## Brief 1
According to the aquaponics passage below, how much water does aquaponics need compared with growing the same amount of plants in a garden or in soil?
## Brief 2
Continue the aquaponics passage below, picking up after its final sentence.

## Text segment
As we have discussed in previous posts, aquaponics is the combination of aquaculture and hydroponics to grow organic and wholesome fruits and vegetables. Aquaculture is the growing of fish while hydroponics is growing plants without soil. Aquaponics is fast gaining popularity all over the world since it’s a relatively easy and inexpensive, low hassle system.
The great thing about aquaponics is that it does not use chemicals and requires a tenth of the water that is normally used to grow the same amount of plants in a garden or in soil. You will also be able to rest assured that the vegetables you produce do not contain toxic chemicals, insecticides or other harmful substances. There is also the pride in knowing you cultivated your very own veggies.
Before you start looking for equipment or buying materials, the first thing to do would be to plan carefully. The saying, failing to plan is planning to fail, holds true when setting up an aquaponics system.
Firstly, you’ll need to decide on how big or small your system is going to be. Aquaponics is scalable. You want to roughly have some idea of what you may wish to do in future. For example, if you start by creating a small aquaponics system and it turns out really well, you may wish to expand it. However, if you initially set it up in a small corner of the room, your plans may be constrained by a lack of space. Then you will have quite a bit of work to do. So, plan for the future.
You will also require a few pieces of equipment. Make sure your budget allows you to get this essential equipment. Don’t skimp on them. The success of the system will depend on how well your system works as a whole. It will pay to invest in a good pump and filtration system. All these little things make a big difference later on.

Data excerpts:
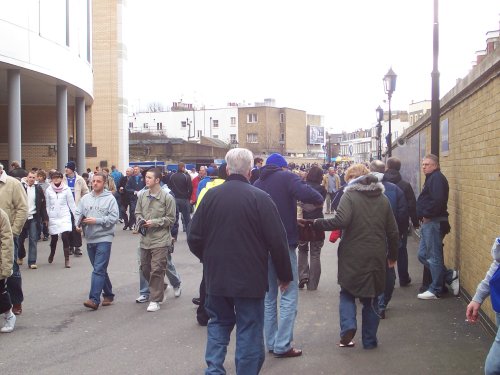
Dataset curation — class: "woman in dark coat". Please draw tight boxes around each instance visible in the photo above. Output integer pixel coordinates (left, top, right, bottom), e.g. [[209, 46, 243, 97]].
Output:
[[301, 164, 399, 349], [298, 166, 326, 290]]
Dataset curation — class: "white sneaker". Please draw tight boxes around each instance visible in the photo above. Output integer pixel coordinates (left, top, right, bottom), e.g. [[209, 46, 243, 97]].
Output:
[[135, 294, 149, 303], [174, 285, 182, 297], [0, 313, 16, 333], [417, 290, 439, 299], [147, 302, 160, 312], [450, 271, 460, 296]]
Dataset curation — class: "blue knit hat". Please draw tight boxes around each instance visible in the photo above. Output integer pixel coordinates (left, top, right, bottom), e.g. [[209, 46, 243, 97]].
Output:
[[64, 161, 76, 172], [266, 153, 288, 168]]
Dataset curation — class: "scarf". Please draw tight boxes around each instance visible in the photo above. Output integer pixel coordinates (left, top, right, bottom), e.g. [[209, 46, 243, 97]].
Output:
[[50, 182, 64, 193]]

## Response box 1
It needs a tenth of the water.

## Response box 2
The aquaponics system itself is pretty much a hands off system. The only time you get involved is during the setup. Most problems that occur later on are due to mistakes made during the initial setup.
There are books and online videos available to help you get started with aquaponics. These guides will go into much greater depth and will shorten your learning curve. It would be a really good idea to have a solid grasp of the fundamentals of aquaponics before starting and discovering that you have no idea what you are doing.
Another point to note is that it may take some time to setup your aquaponics system. Do not attempt to rush it. This is an ecosystem that involves a delicate balance of plants and fish. You cant achieve this in 2 days. You will need to exercise patience in the construction, choice of fishes and vegetables you will grow. It may take a few weeks to get it all functioning well and smoothly. However, once it is done, its smooth sailing from then on.
The aquaponics system uses much less water as compared to traditional gardening and it involves way less work. So, put in the effort in the beginning and you will not have to put in much effort later but still reap fresh, organic vegetables.